* **ENTRIES SHOWN**:
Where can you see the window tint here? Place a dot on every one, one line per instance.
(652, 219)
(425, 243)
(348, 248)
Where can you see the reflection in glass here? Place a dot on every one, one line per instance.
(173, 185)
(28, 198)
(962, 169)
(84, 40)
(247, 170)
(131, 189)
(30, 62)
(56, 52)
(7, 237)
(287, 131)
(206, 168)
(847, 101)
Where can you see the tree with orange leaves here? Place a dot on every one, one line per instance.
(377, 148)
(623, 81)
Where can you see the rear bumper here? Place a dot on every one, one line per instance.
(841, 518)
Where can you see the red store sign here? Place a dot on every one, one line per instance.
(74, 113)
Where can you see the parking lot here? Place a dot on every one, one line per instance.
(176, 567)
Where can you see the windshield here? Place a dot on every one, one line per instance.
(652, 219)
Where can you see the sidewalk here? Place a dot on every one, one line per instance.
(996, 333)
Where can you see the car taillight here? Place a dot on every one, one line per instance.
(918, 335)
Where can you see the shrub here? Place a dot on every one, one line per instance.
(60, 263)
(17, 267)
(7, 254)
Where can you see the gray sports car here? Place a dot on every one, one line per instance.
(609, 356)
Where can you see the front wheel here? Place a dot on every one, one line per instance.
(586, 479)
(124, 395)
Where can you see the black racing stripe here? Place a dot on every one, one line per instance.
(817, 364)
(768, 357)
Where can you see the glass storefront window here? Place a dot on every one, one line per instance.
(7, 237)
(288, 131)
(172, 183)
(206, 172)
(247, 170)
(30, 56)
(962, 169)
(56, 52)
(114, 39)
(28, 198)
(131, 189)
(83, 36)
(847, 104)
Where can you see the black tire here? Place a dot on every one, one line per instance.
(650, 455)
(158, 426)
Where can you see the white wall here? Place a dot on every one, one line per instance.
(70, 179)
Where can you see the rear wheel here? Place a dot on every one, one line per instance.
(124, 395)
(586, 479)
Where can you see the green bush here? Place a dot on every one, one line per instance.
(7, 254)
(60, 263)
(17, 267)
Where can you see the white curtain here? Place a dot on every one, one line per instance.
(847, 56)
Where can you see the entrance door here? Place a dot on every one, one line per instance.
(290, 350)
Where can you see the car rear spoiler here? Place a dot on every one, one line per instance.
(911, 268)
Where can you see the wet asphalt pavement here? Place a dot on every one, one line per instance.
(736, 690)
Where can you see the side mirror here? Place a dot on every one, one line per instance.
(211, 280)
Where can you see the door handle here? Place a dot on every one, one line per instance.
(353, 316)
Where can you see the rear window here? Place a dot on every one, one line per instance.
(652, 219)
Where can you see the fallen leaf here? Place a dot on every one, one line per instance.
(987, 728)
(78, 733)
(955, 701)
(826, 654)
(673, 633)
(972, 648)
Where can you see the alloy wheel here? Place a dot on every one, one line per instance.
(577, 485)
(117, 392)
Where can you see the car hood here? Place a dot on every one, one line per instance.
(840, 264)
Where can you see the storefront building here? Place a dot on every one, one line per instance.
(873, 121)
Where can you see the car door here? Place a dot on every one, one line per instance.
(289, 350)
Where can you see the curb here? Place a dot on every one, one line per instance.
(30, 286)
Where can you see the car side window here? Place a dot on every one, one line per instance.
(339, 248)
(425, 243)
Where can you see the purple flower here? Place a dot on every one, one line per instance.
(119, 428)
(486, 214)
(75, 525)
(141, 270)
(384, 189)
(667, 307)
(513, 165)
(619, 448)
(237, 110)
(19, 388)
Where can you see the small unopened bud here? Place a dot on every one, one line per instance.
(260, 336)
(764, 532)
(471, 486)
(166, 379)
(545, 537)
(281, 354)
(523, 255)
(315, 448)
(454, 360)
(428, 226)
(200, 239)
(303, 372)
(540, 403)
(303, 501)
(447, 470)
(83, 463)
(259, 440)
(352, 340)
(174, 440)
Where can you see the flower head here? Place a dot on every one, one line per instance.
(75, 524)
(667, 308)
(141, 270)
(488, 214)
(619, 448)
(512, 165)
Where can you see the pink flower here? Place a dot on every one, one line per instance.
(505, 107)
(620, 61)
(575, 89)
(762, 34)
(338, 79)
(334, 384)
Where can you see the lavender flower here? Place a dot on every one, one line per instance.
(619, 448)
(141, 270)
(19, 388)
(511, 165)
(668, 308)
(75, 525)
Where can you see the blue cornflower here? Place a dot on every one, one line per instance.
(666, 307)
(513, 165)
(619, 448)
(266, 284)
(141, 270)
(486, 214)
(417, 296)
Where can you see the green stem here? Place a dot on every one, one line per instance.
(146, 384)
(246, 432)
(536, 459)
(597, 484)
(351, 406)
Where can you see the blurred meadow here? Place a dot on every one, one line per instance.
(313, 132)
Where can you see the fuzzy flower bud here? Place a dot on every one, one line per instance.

* **TASK DETAILS**: Present the listing above as a Markdown table with the columns Number and Line, giving each nonblank line its own numbered row.

* **RESPONSE**:
| Number | Line |
|---|---|
| 1 | Where can you see the window tint here? Place a dot on every one, one line per instance. |
| 2 | (652, 219) |
| 3 | (425, 243) |
| 4 | (348, 248) |
| 5 | Where can you see the reflection in glass here? Place a dot on every one, one line per instance. |
| 6 | (173, 185) |
| 7 | (28, 198) |
| 8 | (962, 169) |
| 9 | (84, 40) |
| 10 | (247, 170) |
| 11 | (131, 189) |
| 12 | (30, 62) |
| 13 | (56, 52) |
| 14 | (7, 237) |
| 15 | (287, 131) |
| 16 | (206, 168) |
| 17 | (847, 101) |
| 18 | Where can you see the tree with orange leaves here? Place a dot on every one, one line per instance. |
| 19 | (377, 148) |
| 20 | (623, 81) |
| 21 | Where can you see the rear bumper here? Place a dot on every one, one line per instance. |
| 22 | (841, 518) |
| 23 | Where can you see the red store sign here? Place a dot on every one, one line per instance. |
| 24 | (74, 113) |
| 25 | Where can you see the parking lot here? Place a dot on every one, one line per instance. |
| 26 | (176, 567) |
| 27 | Where can you see the windshield here? Place a dot on every one, one line per instance. |
| 28 | (652, 219) |
| 29 | Where can you see the sidewalk here? Place a dot on every one, one line per instance. |
| 30 | (996, 333) |
| 31 | Where can you see the car taillight here? Place a dot on every one, one line per instance. |
| 32 | (918, 335) |
| 33 | Where can you see the shrub here? Place a dot on every one, one line per instance. |
| 34 | (60, 263) |
| 35 | (17, 267) |
| 36 | (7, 254) |
| 37 | Where can you see the gray sports car here? Place a dot on every one, one line per instance. |
| 38 | (609, 356) |
| 39 | Where can you see the front wheel here? Place a dot on every one, one line per instance. |
| 40 | (586, 479) |
| 41 | (124, 395) |
| 42 | Where can you see the black racing stripe here? Place a dot on every one, one line per instance. |
| 43 | (817, 364) |
| 44 | (768, 357) |
| 45 | Where can you see the glass storefront window here? Place a dot on every one, one line per instance. |
| 46 | (7, 237) |
| 47 | (288, 131) |
| 48 | (172, 183) |
| 49 | (206, 172) |
| 50 | (247, 170) |
| 51 | (30, 56) |
| 52 | (962, 169) |
| 53 | (56, 52) |
| 54 | (114, 39) |
| 55 | (28, 198) |
| 56 | (131, 189) |
| 57 | (83, 36) |
| 58 | (847, 104) |
| 59 | Where can you see the black tire here? Place a dot on every one, one line per instance. |
| 60 | (650, 455) |
| 61 | (158, 426) |
| 62 | Where can you see the white wall here? Place a dot on every one, one line per instance. |
| 63 | (70, 179) |
| 64 | Where can you see the rear wheel here? Place a dot on every one, one line per instance. |
| 65 | (124, 395) |
| 66 | (586, 479) |
| 67 | Where can you see the green bush here? Place a dot on every one, one line per instance. |
| 68 | (7, 254) |
| 69 | (60, 263) |
| 70 | (17, 267) |
| 71 | Where can you see the white curtain here? Place a dot on every one, one line per instance. |
| 72 | (847, 56) |
| 73 | Where can you see the entrance door here? Place a dot on every one, one line per instance. |
| 74 | (290, 350) |
| 75 | Where can you see the car rear spoiler here? Place a dot on every one, one line per instance. |
| 76 | (911, 268) |
| 77 | Where can you see the wet asphalt pavement here? Place a dot on every one, one line per instance. |
| 78 | (736, 690) |
| 79 | Where can you see the side mirror here? Place a dot on every one, one line per instance. |
| 80 | (211, 280) |
| 81 | Where can you see the door handle here? Place a dot on every one, one line per instance. |
| 82 | (353, 316) |
| 83 | Where can you see the rear window here? Place a dot on every one, one line per instance. |
| 84 | (652, 219) |
| 85 | Where can you see the fallen leaf here? Place a dot on every one, one line per instance. |
| 86 | (987, 728) |
| 87 | (78, 733) |
| 88 | (955, 701) |
| 89 | (826, 654) |
| 90 | (673, 633) |
| 91 | (972, 648) |
| 92 | Where can you see the alloy wheel here? Place a dot on every one, one line per instance. |
| 93 | (577, 485) |
| 94 | (117, 392) |
| 95 | Where can you see the car hood here? Place a dot on every one, one line per instance. |
| 96 | (840, 264) |
| 97 | Where can you see the storefront building here? Place a dot on every one, one line per instance. |
| 98 | (873, 121) |
| 99 | Where can you see the car door here? Place a dot on every one, one line per instance. |
| 100 | (289, 350) |
| 101 | Where can you see the curb here? Place a dot on every one, one line per instance. |
| 102 | (30, 286) |
| 103 | Where can you see the car side window here? Place a dot on every one, one line per instance. |
| 104 | (339, 248) |
| 105 | (425, 243) |
| 106 | Where can you see the purple flower here? Place a dot on every one, one line per instance. |
| 107 | (119, 428) |
| 108 | (486, 214) |
| 109 | (75, 525) |
| 110 | (141, 270) |
| 111 | (384, 189) |
| 112 | (667, 307) |
| 113 | (513, 165) |
| 114 | (619, 448) |
| 115 | (237, 110) |
| 116 | (19, 388) |
| 117 | Where can you see the small unopened bud here? Place a dot on every one, one line per instance. |
| 118 | (260, 336) |
| 119 | (764, 532) |
| 120 | (471, 486) |
| 121 | (166, 379) |
| 122 | (545, 537) |
| 123 | (281, 354) |
| 124 | (523, 255) |
| 125 | (315, 448) |
| 126 | (454, 360) |
| 127 | (428, 226) |
| 128 | (200, 239) |
| 129 | (303, 372) |
| 130 | (540, 403) |
| 131 | (303, 501) |
| 132 | (447, 470) |
| 133 | (83, 463) |
| 134 | (259, 440) |
| 135 | (352, 340) |
| 136 | (174, 440) |
| 137 | Where can you see the flower head here? Place a dot on every one, one line per instance. |
| 138 | (75, 524) |
| 139 | (667, 308) |
| 140 | (141, 270) |
| 141 | (488, 214) |
| 142 | (619, 448) |
| 143 | (512, 165) |
| 144 | Where can you see the pink flower here? Place a dot on every one, one line per instance. |
| 145 | (505, 107) |
| 146 | (620, 61) |
| 147 | (575, 89) |
| 148 | (762, 34) |
| 149 | (338, 79) |
| 150 | (334, 384) |
| 151 | Where can you see the lavender flower here? Place a dot on every one, one line per instance. |
| 152 | (619, 448) |
| 153 | (141, 270) |
| 154 | (19, 388) |
| 155 | (511, 165) |
| 156 | (668, 308) |
| 157 | (75, 525) |
| 158 | Where can you see the blue cornflower here? Place a dot on every one, one line per instance. |
| 159 | (666, 307) |
| 160 | (513, 165) |
| 161 | (619, 448) |
| 162 | (266, 284) |
| 163 | (141, 270) |
| 164 | (486, 214) |
| 165 | (417, 296) |
| 166 | Where can you see the green stem here? Place a dot on every one, one line per instance. |
| 167 | (146, 384) |
| 168 | (246, 432) |
| 169 | (536, 459) |
| 170 | (597, 484) |
| 171 | (351, 406) |
| 172 | Where can you see the blurred meadow here? Place a dot on every one, one line per instance. |
| 173 | (313, 132) |
| 174 | Where can you see the fuzzy flower bud here? Place a dot on every one, one line per instance. |